**Dataset content**:
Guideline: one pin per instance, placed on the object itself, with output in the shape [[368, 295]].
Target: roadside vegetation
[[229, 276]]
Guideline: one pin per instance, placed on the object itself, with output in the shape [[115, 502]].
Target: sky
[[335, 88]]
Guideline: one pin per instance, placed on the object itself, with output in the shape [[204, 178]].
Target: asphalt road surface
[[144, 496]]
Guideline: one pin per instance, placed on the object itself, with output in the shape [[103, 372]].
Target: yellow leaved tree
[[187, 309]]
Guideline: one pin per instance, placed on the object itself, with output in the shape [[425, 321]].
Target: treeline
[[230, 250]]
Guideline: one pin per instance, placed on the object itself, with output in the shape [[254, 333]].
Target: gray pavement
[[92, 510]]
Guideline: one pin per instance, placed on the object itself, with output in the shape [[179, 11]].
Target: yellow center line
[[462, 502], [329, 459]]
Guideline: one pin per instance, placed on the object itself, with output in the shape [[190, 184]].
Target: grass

**Task details**:
Write out all of the items above again, switching "Target" to "Label" wherever it occurs and leaving everything else unchanged.

**Correct output**:
Guideline: one pin per instance, placed on the object itself, with output in the shape [[368, 295]].
Label: roadside vegetation
[[229, 276]]
Guideline: one pin per instance, placed on the object itself, with output in the shape [[115, 502]].
Label: sky
[[335, 88]]
Guideline: one pin per instance, placed on the object itself, with output in the shape [[204, 178]].
Label: asphalt road surface
[[144, 496]]
Guideline: one pin per instance, placed on the object itself, with output in the shape [[103, 372]].
Label: yellow leaved tree
[[187, 309]]
Guideline: one pin per instance, placed on the object itself, with output in the shape [[425, 321]].
Label: treeline
[[230, 250]]
Guideline: one pin per instance, placed on the object itself, with output in the shape [[254, 333]].
Label: gray pavement
[[92, 510]]
Guideline: one pin per instance, placed on the object itself, with output in the shape [[179, 11]].
Label: yellow center line
[[462, 502], [329, 459]]
Guideline: one pin per instance, placed on the object itself, with output in the shape [[190, 184]].
Label: grass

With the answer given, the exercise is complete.